> _Aim_: Rewrite the rows from the start through the line containing "[(298, 202), (713, 218)]", with "mountain ridge" swapped for "hill ridge" and nothing else altered. Leave the pictures out.

> _Provided material_:

— BEGIN —

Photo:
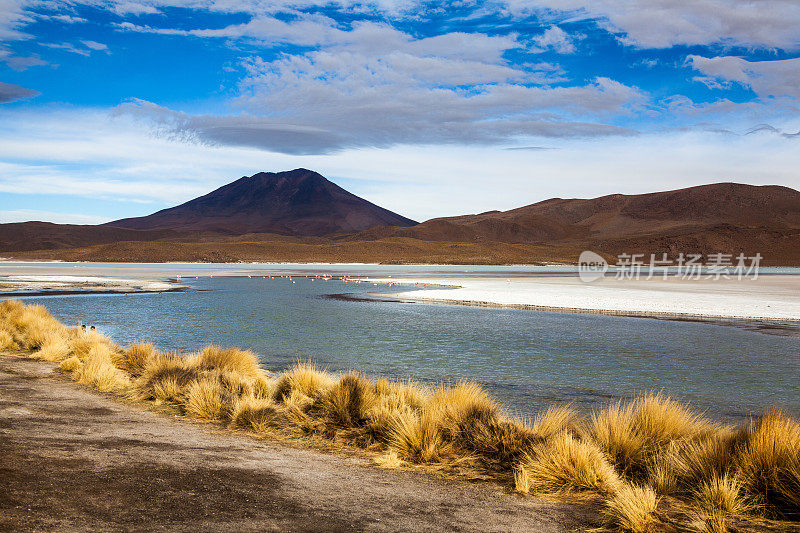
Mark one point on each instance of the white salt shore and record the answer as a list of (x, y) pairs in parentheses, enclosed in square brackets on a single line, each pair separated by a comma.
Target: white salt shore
[(64, 283), (773, 297)]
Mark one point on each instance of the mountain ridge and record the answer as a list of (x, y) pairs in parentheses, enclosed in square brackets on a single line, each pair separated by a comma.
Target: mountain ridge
[(298, 202), (713, 218)]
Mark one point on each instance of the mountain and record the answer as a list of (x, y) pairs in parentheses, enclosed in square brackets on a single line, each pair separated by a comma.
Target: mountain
[(24, 236), (619, 216), (299, 202), (721, 217), (301, 216)]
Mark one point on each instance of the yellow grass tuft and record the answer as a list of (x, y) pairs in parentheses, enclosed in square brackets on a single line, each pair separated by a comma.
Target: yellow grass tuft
[(389, 460), (564, 463), (70, 364), (55, 348), (7, 341), (165, 378), (304, 378), (416, 437), (714, 521), (632, 509), (256, 414), (768, 462), (632, 434), (137, 357), (349, 401), (234, 360), (555, 420), (99, 372), (724, 494)]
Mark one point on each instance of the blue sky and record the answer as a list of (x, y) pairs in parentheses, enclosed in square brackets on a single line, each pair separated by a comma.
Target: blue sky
[(115, 108)]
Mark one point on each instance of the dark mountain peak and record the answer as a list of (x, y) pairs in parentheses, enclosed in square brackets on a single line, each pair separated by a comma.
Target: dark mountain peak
[(294, 202)]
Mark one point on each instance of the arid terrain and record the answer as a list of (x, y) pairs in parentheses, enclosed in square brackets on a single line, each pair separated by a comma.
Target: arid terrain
[(299, 216)]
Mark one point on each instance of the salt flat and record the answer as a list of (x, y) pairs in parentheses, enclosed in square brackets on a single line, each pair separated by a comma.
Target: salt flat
[(772, 297)]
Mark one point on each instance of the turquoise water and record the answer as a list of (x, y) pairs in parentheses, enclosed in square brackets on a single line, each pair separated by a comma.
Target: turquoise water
[(527, 359)]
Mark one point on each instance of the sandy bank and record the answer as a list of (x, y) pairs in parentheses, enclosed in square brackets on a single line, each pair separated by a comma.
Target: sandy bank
[(76, 460), (773, 297), (34, 285)]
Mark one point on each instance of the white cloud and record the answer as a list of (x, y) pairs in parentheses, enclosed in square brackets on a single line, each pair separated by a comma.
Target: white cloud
[(10, 92), (94, 45), (374, 85), (25, 215), (80, 153), (554, 38), (666, 23)]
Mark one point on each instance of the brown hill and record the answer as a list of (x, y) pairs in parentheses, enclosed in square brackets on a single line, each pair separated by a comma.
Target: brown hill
[(23, 236), (724, 217), (298, 202), (619, 216)]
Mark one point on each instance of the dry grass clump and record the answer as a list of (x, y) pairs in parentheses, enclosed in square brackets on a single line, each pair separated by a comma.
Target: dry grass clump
[(712, 522), (629, 452), (632, 509), (417, 437), (233, 360), (55, 348), (632, 434), (563, 463), (767, 458), (137, 357), (27, 327), (205, 399), (165, 378), (98, 371), (258, 415), (723, 494), (349, 402), (70, 364), (304, 378)]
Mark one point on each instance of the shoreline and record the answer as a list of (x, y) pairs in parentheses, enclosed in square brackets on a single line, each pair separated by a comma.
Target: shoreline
[(455, 431), (774, 298)]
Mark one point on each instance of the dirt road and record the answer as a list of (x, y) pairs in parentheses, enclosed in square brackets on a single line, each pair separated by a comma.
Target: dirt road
[(75, 460)]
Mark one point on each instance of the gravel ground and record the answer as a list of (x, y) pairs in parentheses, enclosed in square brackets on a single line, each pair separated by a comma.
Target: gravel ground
[(75, 460)]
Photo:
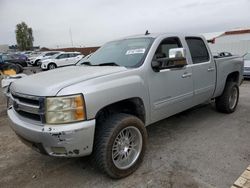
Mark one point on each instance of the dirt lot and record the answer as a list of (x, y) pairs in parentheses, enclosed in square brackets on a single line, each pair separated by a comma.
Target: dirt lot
[(197, 148)]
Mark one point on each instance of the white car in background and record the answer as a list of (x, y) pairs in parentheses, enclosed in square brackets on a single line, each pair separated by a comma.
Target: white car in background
[(44, 55), (60, 60), (246, 72)]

— END —

> _Exercise answer_:
Photo:
Mark one point on each instance of the white salt shore and record the answer as a list of (x, y) pairs in parentheses, enclosed in square brackets on a single line, each pair separated by a comma.
Target: white salt shore
[(64, 283), (773, 297)]
Mark one point on each instance of the hill ridge and record the answer as a list of (x, y) pairs in parentheses, enclosed in square brackets on a single line, each pair separated by a comma.
Target: hill ridge
[(298, 202), (713, 218)]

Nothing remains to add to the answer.